#### What the task asks:
In the records that follow, find each line containing "sail" and copy it.
________________________________________
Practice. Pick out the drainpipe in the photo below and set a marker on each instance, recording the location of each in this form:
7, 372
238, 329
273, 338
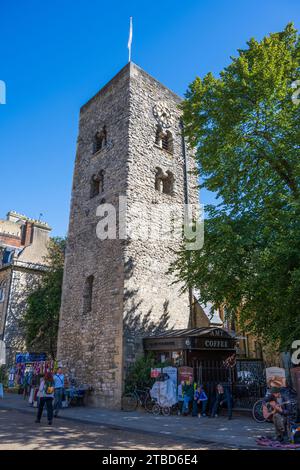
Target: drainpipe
8, 301
186, 201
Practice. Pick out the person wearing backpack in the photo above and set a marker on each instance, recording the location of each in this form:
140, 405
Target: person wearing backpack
59, 383
46, 395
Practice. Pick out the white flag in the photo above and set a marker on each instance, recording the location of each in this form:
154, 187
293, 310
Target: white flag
130, 39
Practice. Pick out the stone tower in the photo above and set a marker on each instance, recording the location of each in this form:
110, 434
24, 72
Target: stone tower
116, 291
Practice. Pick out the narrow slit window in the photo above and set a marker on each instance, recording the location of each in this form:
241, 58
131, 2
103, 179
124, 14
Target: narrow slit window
88, 294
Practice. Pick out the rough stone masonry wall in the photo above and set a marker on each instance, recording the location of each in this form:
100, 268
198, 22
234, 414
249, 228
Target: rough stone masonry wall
19, 284
132, 295
90, 344
152, 302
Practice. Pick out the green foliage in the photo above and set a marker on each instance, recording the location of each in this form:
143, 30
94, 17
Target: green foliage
43, 305
244, 128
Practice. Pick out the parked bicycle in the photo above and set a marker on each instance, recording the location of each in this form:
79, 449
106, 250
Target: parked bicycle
288, 395
131, 400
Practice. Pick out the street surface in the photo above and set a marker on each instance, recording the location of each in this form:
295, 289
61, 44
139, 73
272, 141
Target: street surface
18, 431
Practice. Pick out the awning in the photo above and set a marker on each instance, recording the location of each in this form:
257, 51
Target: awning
204, 338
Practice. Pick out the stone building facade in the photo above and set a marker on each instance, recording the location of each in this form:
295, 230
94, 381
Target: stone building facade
117, 290
23, 247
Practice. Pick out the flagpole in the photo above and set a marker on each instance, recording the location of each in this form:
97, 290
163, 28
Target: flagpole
130, 39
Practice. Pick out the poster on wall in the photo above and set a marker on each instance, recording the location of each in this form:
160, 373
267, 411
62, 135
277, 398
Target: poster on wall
185, 374
275, 377
2, 353
155, 372
172, 373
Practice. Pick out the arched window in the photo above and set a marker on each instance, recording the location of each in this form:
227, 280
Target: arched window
97, 184
164, 139
168, 183
164, 182
2, 291
88, 294
100, 139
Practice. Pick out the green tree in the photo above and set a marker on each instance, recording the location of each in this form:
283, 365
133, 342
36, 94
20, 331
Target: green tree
42, 314
244, 127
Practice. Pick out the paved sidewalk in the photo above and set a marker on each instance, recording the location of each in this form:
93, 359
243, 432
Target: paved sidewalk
240, 432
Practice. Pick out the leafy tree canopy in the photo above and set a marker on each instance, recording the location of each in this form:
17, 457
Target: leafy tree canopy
244, 128
43, 305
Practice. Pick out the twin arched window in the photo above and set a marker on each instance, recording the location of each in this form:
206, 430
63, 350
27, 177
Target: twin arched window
88, 294
164, 139
97, 184
164, 182
100, 139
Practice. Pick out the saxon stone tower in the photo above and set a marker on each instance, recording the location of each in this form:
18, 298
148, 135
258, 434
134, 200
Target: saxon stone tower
117, 290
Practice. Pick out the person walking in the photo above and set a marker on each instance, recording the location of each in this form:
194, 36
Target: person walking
200, 402
222, 397
46, 395
188, 395
59, 384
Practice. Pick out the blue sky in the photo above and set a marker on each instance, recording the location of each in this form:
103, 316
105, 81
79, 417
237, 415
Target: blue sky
56, 54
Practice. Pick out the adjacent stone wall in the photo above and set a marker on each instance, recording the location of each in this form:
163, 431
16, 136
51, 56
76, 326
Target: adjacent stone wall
20, 283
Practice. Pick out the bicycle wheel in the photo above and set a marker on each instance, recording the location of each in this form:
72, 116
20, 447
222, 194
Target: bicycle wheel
166, 410
129, 402
257, 412
155, 409
148, 403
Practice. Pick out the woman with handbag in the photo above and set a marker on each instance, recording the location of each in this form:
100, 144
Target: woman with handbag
46, 395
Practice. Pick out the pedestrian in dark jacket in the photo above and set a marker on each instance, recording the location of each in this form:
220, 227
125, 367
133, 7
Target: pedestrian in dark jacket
222, 397
200, 402
46, 395
188, 396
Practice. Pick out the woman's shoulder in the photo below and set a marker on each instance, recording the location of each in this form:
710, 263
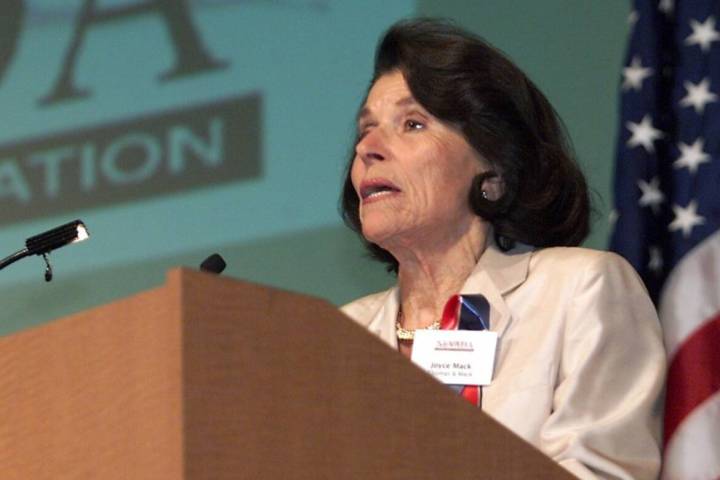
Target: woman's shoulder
364, 309
578, 257
585, 265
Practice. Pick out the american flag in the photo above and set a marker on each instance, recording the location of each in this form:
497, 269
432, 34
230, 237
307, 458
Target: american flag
667, 211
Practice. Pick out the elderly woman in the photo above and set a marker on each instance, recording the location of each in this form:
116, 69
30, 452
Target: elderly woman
462, 182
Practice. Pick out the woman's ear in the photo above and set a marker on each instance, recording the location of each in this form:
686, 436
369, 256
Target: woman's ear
492, 186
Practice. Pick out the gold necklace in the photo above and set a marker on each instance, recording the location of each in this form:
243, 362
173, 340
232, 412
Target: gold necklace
409, 333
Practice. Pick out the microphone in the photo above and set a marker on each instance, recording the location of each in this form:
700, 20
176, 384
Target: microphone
213, 264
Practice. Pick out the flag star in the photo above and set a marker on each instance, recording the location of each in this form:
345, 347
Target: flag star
703, 34
691, 156
655, 263
666, 6
643, 133
612, 217
698, 95
632, 18
652, 196
686, 218
635, 74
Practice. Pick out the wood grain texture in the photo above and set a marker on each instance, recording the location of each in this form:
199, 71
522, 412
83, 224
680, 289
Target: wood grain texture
95, 395
212, 378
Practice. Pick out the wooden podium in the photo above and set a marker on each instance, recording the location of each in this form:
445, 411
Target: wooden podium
213, 378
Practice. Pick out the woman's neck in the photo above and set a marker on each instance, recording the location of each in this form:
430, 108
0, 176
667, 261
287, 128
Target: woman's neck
428, 276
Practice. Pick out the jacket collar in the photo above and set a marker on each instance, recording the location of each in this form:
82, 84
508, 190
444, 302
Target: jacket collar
496, 274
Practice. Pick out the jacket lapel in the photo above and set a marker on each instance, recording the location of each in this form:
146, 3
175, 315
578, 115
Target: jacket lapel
383, 321
496, 274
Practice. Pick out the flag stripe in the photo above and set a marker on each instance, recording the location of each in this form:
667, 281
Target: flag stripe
692, 453
692, 378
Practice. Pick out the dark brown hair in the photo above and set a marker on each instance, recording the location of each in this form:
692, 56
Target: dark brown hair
465, 82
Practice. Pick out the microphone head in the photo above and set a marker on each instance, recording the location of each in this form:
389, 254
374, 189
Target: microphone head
213, 264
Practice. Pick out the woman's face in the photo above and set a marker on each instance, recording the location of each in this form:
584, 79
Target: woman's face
412, 173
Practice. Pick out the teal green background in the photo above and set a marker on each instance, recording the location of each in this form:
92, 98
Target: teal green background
312, 61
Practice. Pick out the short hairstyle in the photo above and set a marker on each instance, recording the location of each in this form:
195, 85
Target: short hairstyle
462, 80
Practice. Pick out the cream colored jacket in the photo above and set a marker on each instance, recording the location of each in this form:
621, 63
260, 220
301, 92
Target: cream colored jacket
580, 365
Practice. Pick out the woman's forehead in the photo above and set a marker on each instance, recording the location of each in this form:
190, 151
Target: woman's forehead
389, 90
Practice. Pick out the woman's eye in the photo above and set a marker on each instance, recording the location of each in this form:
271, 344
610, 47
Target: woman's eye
414, 125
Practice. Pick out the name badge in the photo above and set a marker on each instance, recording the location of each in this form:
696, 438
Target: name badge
456, 357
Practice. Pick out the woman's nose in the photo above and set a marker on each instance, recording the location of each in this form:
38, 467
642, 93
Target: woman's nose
372, 146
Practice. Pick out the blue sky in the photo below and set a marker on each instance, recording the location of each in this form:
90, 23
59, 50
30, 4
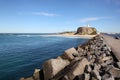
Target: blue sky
45, 16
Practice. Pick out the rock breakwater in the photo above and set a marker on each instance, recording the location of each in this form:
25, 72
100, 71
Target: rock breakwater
93, 60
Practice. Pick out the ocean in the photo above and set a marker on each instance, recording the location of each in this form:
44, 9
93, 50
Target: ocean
20, 54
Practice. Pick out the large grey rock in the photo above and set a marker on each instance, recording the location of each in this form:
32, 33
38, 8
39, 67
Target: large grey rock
96, 74
79, 69
53, 66
107, 76
30, 78
115, 72
70, 54
36, 74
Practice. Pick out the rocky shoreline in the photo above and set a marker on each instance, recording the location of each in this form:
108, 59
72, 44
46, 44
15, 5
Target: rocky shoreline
93, 60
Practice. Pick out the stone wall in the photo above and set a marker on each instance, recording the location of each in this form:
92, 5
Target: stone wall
93, 60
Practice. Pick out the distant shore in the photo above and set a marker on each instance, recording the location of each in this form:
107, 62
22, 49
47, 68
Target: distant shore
72, 35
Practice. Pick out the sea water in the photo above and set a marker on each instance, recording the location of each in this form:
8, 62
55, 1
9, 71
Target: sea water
21, 54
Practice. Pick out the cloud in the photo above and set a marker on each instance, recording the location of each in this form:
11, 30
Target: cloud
83, 20
117, 2
44, 14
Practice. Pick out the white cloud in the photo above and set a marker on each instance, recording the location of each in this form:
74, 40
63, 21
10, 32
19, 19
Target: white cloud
113, 2
83, 20
44, 14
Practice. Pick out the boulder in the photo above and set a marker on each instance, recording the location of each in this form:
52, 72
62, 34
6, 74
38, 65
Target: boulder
70, 54
96, 75
53, 66
30, 78
79, 69
36, 74
86, 31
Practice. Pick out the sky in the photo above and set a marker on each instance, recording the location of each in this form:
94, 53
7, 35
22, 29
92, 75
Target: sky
49, 16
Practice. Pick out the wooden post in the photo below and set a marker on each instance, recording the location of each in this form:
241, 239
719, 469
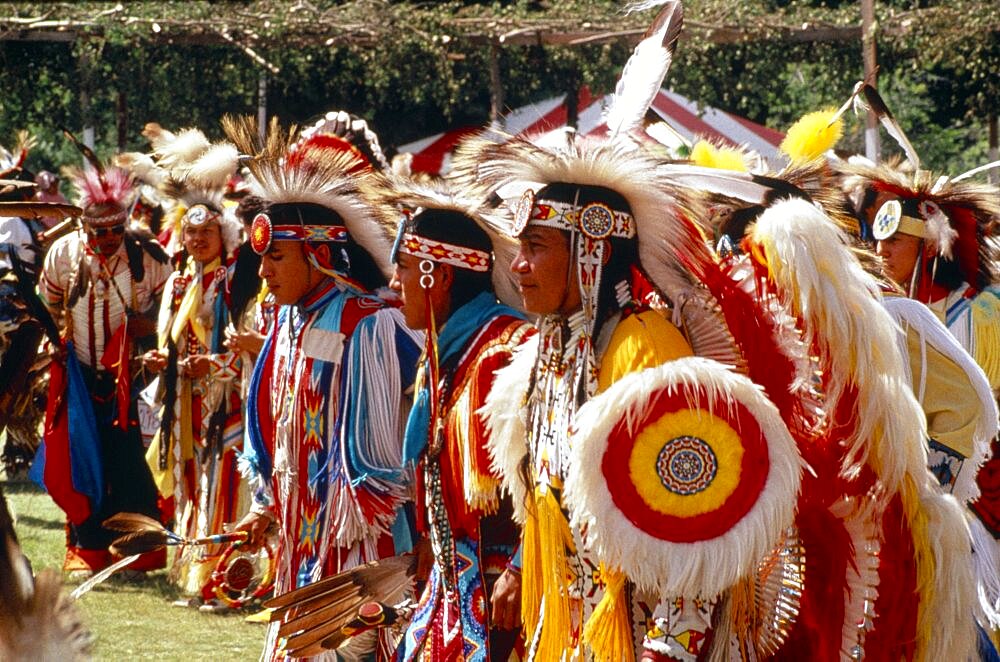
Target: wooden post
496, 86
868, 50
121, 115
994, 146
262, 106
86, 73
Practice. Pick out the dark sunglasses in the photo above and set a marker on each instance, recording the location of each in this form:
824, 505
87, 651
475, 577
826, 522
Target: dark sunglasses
100, 232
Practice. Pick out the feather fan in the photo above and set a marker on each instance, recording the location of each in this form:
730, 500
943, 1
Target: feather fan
645, 70
157, 135
313, 616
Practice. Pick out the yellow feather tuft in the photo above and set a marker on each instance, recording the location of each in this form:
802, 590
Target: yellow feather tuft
720, 157
812, 136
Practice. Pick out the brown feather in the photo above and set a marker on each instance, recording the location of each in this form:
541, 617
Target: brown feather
140, 542
129, 522
307, 616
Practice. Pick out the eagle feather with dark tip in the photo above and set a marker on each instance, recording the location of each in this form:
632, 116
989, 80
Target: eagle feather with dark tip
141, 534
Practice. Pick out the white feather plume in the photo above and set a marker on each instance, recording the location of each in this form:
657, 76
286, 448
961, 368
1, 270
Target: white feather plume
645, 70
179, 153
213, 168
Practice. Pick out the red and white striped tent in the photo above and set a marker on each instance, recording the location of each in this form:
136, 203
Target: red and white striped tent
688, 120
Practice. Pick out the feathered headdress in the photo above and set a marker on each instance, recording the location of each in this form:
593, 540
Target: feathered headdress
340, 131
104, 196
176, 153
328, 178
398, 196
514, 165
959, 217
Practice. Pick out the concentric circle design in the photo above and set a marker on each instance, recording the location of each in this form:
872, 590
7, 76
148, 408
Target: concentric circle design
700, 482
260, 234
597, 221
686, 465
887, 220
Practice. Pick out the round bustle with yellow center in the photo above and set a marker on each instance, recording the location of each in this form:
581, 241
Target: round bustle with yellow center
683, 476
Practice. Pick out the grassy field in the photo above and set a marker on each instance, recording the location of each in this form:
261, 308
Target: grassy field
131, 620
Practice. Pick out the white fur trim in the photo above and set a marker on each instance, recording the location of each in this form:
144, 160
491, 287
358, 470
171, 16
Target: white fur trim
841, 307
214, 166
707, 567
986, 555
504, 412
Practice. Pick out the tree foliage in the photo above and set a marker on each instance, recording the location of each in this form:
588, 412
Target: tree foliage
413, 69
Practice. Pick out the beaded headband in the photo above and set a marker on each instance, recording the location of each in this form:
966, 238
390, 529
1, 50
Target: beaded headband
445, 253
596, 220
112, 219
889, 220
263, 232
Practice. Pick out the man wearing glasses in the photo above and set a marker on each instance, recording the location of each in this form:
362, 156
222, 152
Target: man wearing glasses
102, 284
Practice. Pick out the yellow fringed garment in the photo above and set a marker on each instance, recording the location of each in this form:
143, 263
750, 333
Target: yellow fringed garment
608, 632
986, 326
547, 541
707, 155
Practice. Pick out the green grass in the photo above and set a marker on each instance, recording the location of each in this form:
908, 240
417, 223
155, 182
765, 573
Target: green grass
131, 620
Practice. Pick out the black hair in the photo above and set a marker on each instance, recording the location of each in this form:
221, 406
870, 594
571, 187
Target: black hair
624, 252
945, 271
348, 258
454, 227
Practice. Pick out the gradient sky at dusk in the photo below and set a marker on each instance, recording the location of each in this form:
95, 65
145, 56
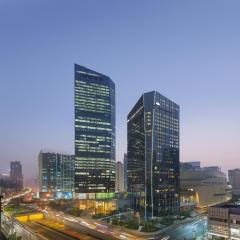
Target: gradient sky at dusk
187, 50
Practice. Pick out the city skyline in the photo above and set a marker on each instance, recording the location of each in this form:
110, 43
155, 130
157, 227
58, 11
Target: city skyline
199, 73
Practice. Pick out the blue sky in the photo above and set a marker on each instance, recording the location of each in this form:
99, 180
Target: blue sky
187, 50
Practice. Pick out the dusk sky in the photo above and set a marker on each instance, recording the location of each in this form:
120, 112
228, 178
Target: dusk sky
187, 50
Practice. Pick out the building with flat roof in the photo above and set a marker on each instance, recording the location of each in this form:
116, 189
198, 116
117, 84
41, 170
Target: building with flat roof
209, 185
153, 155
56, 173
16, 175
234, 180
119, 177
94, 133
224, 222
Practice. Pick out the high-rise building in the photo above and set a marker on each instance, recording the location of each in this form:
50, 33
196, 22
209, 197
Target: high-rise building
119, 177
55, 172
234, 180
153, 155
16, 175
125, 171
94, 133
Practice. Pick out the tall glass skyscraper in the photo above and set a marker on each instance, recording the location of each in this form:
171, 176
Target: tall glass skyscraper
94, 132
153, 155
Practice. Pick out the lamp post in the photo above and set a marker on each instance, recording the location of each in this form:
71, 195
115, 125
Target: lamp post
1, 213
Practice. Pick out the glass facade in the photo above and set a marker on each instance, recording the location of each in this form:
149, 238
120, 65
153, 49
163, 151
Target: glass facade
56, 172
94, 132
153, 155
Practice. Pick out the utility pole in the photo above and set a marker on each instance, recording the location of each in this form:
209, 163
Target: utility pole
1, 213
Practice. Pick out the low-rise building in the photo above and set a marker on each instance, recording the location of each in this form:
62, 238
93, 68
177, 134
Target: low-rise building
209, 186
224, 222
56, 174
234, 180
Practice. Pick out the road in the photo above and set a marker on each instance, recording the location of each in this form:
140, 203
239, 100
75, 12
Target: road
195, 229
92, 227
47, 233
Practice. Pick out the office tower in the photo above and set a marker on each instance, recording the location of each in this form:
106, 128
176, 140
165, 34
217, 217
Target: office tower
234, 180
94, 133
153, 155
55, 172
125, 171
16, 175
119, 177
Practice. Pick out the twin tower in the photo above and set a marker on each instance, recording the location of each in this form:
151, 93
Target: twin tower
152, 145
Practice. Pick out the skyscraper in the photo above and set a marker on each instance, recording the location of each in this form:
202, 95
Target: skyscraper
94, 132
234, 180
153, 155
119, 177
125, 171
55, 172
16, 174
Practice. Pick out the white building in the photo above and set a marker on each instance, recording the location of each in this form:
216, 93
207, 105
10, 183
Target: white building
119, 184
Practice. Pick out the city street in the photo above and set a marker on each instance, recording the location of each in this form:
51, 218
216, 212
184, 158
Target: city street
195, 229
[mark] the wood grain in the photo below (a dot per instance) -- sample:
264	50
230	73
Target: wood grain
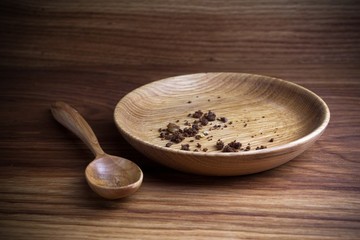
271	121
91	54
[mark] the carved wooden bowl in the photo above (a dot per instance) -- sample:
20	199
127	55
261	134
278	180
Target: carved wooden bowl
276	118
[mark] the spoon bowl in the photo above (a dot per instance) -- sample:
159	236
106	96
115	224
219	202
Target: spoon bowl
109	176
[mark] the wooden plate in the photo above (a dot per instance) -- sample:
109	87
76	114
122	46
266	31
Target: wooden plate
258	109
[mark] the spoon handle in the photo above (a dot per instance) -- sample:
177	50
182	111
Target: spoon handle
72	120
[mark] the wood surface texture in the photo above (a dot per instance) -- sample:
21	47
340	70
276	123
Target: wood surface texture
261	112
92	53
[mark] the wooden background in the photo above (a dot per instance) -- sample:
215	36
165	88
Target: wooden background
91	53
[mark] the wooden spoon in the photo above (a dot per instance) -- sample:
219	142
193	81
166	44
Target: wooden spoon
109	176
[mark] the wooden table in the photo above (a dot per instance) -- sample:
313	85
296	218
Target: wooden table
91	53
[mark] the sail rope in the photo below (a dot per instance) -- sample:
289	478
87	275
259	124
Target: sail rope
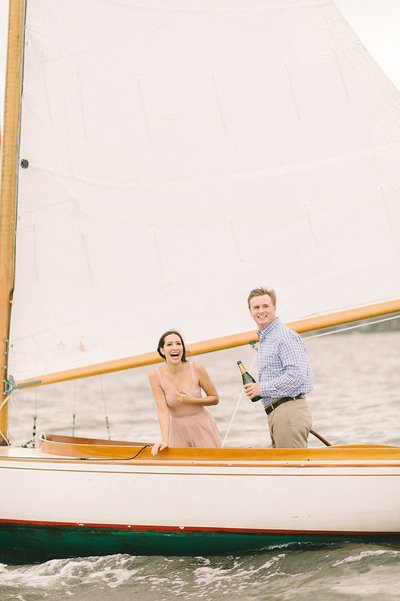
________________________________________
#### Your response:
[mark] the sail rope in the photo below (a dot per instance) -- sample:
Target: sail rope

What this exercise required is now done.